Description of the task:
How many lines in the listing below contain the word "statue"? Reply with the number alone.

Excerpted data:

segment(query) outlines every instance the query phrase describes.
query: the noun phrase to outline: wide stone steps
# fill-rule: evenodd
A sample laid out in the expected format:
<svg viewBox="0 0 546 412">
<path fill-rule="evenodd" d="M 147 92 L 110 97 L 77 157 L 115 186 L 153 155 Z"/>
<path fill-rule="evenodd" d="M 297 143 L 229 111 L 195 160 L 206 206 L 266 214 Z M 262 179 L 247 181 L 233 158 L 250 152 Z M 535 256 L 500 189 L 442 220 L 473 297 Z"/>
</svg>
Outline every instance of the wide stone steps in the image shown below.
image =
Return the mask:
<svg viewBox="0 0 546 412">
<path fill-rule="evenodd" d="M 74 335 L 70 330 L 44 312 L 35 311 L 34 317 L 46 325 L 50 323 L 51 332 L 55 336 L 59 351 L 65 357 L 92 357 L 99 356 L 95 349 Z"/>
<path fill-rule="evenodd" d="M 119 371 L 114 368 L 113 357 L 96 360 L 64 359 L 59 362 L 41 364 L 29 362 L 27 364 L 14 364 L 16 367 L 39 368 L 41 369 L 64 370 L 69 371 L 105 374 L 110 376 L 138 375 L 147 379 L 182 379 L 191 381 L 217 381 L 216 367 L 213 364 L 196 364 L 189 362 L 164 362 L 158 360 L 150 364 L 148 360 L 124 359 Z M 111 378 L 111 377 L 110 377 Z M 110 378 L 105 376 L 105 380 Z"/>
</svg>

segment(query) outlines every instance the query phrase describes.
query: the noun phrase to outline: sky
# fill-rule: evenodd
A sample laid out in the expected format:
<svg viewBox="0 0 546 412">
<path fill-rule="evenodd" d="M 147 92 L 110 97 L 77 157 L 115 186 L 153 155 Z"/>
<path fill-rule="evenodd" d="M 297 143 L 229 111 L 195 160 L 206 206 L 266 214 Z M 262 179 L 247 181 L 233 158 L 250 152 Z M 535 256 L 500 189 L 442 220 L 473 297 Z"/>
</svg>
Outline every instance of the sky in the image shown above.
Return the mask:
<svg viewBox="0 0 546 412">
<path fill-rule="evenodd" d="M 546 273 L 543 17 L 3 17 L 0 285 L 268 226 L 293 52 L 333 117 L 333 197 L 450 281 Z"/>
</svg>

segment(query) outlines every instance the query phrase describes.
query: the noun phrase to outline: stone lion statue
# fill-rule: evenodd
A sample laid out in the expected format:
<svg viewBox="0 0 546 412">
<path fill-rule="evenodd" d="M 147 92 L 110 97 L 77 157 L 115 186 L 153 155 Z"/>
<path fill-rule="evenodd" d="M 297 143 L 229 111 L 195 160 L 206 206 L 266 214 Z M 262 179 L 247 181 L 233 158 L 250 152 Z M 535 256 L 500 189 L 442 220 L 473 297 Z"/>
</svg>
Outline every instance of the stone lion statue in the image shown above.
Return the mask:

Complete answer:
2